-- Opening Marker --
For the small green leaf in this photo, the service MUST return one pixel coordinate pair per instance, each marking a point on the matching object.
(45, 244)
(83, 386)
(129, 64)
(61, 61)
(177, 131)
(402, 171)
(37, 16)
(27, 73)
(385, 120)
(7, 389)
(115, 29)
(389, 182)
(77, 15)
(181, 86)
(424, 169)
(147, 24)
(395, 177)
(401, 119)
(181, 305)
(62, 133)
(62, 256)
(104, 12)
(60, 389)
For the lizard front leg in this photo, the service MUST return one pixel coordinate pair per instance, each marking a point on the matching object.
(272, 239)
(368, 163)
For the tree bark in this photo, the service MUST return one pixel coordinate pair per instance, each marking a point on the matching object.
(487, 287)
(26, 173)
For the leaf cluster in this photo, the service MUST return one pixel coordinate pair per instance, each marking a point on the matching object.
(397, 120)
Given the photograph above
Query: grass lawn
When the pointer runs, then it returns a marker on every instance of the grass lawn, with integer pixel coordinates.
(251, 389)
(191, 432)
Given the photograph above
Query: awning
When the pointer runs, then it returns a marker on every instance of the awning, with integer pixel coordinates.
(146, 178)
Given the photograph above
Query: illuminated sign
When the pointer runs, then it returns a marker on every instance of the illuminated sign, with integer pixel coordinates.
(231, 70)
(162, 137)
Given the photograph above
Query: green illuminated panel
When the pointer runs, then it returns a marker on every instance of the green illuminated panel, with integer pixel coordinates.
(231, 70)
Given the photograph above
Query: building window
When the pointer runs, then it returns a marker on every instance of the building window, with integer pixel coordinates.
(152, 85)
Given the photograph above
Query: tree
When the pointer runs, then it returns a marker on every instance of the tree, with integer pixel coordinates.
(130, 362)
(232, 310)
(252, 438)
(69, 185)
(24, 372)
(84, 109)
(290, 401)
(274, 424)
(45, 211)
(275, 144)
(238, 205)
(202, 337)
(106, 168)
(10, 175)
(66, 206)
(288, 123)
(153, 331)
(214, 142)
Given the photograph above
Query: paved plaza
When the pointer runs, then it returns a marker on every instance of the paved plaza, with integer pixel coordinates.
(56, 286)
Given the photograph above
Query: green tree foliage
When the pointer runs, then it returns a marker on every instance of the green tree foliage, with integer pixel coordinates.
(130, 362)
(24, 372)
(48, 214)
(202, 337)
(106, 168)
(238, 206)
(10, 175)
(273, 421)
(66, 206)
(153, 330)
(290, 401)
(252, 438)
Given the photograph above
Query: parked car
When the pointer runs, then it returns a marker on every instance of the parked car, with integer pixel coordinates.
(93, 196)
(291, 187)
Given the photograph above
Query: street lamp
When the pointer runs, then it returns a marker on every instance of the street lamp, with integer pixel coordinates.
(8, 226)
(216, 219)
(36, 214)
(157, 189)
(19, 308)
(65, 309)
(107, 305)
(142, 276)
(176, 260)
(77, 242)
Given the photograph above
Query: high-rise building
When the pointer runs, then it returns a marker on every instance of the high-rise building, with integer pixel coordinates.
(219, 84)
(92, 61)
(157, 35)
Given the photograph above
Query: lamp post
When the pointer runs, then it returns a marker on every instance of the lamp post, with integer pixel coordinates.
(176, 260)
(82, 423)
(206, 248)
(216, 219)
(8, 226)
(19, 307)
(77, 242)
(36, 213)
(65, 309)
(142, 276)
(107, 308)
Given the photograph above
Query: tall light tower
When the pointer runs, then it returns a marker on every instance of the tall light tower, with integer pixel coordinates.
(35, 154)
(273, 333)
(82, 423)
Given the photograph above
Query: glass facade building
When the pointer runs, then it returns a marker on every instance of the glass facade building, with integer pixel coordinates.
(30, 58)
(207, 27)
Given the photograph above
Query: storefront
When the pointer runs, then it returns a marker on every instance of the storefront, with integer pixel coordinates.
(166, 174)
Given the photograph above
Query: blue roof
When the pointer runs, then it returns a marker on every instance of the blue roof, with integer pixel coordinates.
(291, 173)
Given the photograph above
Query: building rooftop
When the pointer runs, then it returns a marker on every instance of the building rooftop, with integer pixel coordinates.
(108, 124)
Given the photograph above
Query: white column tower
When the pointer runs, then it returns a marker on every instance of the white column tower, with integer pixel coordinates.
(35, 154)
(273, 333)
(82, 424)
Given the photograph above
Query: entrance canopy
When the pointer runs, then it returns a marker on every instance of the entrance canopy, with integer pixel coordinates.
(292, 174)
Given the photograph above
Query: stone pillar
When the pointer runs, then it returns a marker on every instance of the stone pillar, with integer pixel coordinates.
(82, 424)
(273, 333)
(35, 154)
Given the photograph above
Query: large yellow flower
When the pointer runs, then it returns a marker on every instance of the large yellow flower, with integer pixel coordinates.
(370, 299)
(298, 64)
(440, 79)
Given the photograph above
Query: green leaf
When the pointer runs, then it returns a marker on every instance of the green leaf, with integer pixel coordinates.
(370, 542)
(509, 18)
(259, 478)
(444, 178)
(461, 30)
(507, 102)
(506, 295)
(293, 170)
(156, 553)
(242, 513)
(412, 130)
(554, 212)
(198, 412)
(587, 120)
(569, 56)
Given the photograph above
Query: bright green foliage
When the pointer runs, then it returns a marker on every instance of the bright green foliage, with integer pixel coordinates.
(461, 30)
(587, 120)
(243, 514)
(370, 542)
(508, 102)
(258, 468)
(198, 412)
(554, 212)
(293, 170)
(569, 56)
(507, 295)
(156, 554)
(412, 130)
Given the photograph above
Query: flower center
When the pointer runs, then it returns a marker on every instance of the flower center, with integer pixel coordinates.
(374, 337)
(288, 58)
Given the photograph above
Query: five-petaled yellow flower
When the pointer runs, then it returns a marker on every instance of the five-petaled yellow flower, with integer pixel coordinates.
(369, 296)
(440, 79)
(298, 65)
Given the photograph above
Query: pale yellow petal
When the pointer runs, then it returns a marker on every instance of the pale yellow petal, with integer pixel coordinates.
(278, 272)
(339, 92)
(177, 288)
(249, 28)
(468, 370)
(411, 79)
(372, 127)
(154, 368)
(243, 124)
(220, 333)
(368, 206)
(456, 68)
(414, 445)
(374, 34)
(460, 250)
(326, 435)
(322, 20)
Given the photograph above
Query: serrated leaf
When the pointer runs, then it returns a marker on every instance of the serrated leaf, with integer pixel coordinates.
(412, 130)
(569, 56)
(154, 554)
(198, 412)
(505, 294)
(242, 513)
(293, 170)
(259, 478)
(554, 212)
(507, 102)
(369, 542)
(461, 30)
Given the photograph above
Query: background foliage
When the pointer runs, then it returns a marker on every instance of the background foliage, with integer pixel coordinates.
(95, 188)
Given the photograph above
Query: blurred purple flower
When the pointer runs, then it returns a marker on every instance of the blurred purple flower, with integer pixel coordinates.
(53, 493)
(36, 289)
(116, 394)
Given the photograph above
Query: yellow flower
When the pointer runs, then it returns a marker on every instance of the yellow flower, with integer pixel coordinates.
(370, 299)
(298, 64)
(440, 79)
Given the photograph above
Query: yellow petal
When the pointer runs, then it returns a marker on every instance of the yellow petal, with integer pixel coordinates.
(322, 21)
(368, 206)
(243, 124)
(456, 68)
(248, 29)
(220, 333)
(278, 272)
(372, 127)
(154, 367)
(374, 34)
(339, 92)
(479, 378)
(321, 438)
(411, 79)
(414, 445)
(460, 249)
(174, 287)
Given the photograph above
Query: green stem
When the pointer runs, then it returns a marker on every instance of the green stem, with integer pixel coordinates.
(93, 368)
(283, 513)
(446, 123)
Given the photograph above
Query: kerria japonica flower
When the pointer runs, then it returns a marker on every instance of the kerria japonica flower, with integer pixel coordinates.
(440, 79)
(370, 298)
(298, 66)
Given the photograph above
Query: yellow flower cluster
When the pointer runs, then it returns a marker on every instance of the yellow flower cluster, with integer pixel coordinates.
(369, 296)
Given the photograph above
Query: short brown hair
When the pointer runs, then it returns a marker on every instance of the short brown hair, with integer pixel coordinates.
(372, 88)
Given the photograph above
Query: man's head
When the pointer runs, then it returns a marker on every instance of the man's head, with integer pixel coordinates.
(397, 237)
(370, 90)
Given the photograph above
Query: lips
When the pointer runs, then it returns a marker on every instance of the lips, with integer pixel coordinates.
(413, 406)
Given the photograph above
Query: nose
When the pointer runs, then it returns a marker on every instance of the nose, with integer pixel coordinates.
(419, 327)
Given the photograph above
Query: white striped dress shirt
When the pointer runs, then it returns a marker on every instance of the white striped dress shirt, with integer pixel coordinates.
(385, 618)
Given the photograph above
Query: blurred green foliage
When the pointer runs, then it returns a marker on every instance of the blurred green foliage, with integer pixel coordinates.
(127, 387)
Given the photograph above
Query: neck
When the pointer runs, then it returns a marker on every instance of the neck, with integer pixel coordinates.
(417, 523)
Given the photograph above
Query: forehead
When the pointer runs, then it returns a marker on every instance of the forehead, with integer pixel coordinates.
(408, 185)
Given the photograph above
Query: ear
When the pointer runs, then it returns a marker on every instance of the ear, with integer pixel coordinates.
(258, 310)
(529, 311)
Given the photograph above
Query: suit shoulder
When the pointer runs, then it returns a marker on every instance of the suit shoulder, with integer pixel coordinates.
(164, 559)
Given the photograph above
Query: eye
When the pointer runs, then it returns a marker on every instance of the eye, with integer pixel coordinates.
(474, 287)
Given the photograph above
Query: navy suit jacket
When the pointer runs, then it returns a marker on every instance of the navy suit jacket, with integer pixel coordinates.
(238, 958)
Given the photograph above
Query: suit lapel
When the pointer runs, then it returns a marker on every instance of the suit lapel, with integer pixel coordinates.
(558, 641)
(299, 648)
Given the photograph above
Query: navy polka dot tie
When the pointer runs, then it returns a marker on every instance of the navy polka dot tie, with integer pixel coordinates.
-- Closing Marker --
## [Exercise aim]
In how many lines of the listing does the word "polka" appear? Give the number by itself.

## [Result for this exercise]
2